**GIVEN INSTRUCTION 1**
Repeat word for word the part of the band practice article starting with "Tuesday morning's marching" and going on through "canceled or moved.".
**GIVEN INSTRUCTION 2**
List every temperature figure given in the band practice article.
**GIVEN INSTRUCTION 3**
Continue the news article about the high school band practicing in the heat, picking up after its final sentence.

## begin PASSAGE SHOWN

The music room at Central High School served as a makeshift football field Tuesday as the room echoed with the sounds of the Mighty Warrior Fight Song.
"We'll be inside for the majority of the day because of the heat," said Ollie Liddell, director of the band.
With it too hot to go outside instructors and musicians had to find another way to practice.
However, they said they were prepared.
"We plan for it, we anticipate temperatures being hot," he explained.
Tuesday morning's marching band practice was held in the gym.
Throughout the day the students played inside, until after 6 p.m. when they went outside to do marching drills.
Just like athletes practicing for fall sports, the rules in the state of Tennessee applied to them too.
They are allowed to practice outside in temperatures between 100 and 104 degrees but any higher and practice is canceled or moved.
"It has to be below 105 heat index so we'll pray it holds," said Liddell with a smile.
One big key of advice the instructors gave to the student:
"To stay hydrated and drink before, drink after, drink when you're at home. Drink water, plenty of water," said Roderick White, assistant director of the band.

## end PASSAGE SHOWN
## begin DATASET CONTENT

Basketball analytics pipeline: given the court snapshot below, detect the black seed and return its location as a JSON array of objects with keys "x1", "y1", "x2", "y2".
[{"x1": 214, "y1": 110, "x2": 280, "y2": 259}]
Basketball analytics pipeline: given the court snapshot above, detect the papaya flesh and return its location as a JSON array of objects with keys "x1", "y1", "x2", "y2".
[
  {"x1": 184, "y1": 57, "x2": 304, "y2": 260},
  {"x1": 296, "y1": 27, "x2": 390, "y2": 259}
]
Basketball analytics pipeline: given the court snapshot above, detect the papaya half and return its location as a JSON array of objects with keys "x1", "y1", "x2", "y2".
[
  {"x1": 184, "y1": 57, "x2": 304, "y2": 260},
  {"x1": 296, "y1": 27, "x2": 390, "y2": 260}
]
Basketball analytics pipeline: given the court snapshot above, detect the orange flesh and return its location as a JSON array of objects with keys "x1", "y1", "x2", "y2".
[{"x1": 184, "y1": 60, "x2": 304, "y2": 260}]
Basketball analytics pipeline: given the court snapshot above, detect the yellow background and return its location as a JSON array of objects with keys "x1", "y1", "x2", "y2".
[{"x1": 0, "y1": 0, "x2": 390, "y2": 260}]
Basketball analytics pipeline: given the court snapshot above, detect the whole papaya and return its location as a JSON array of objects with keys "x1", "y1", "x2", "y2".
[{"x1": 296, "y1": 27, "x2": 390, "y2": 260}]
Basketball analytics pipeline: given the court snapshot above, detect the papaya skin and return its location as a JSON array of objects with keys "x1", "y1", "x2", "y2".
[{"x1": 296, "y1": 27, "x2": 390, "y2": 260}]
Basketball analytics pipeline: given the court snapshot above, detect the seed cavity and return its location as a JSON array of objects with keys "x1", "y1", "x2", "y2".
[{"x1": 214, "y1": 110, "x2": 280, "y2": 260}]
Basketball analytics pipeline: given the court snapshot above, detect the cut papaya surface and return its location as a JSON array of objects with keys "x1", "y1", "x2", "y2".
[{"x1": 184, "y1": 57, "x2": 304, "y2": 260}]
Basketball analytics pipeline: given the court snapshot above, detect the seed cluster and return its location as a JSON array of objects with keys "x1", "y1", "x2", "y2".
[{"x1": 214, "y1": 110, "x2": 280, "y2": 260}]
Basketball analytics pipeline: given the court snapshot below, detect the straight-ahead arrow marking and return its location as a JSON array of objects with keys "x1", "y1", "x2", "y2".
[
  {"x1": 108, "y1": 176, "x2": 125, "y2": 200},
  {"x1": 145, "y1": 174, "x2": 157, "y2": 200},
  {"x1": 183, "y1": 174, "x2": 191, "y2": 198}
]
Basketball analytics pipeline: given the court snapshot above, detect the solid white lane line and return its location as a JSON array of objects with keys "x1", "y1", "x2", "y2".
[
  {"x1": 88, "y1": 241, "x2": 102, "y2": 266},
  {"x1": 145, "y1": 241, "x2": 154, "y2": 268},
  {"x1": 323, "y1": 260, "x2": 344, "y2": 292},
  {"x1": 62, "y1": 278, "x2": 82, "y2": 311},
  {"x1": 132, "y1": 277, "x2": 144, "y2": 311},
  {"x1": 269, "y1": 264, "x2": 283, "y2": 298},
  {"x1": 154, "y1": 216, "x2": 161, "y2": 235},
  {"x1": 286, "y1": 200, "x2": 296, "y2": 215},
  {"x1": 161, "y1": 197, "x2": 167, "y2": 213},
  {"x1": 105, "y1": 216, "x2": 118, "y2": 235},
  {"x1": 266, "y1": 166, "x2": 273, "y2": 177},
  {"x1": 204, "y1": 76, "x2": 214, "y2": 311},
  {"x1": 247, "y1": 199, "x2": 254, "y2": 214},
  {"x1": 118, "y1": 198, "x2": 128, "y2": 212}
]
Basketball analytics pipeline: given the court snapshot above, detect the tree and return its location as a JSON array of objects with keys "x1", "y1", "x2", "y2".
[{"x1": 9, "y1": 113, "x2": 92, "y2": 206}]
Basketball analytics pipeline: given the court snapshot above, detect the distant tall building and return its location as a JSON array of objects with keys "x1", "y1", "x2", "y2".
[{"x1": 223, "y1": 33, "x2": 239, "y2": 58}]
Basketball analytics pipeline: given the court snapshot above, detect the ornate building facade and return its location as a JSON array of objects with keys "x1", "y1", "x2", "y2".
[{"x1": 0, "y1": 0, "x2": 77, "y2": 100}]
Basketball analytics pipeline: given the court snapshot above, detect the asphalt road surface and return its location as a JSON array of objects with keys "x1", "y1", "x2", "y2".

## end DATASET CONTENT

**EXERCISE OUTPUT 1**
Tuesday morning's marching band practice was held in the gym.
Throughout the day the students played inside, until after 6 p.m. when they went outside to do marching drills.
Just like athletes practicing for fall sports, the rules in the state of Tennessee applied to them too.
They are allowed to practice outside in temperatures between 100 and 104 degrees but any higher and practice is canceled or moved.

**EXERCISE OUTPUT 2**
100 degrees, 104 degrees, 105 (heat index)

**EXERCISE OUTPUT 3**
The students received frequent breaks, something band members said they took advantage of.
"When it does get super hot we either come in or take a water break," said Kimani Cameron, who plays the trombone.
Band members might not be sprinting down the field but they were forced to carry heavy equipment for long periods of time.
Alex Scott, who plays the tuba, said it's a mental test.
"It gets heavy if you think about it. If you have a clear mindset it's light as air," he explained.
For drum major and class leader Carl Palmer III the heat was just an obstacle to get to the prize.
"They may feel as if it's too hot, but then you talk to them and it gets their mind off the heat and makes it to what we're working hard for and that's a trophy at the end of year," said Palmer.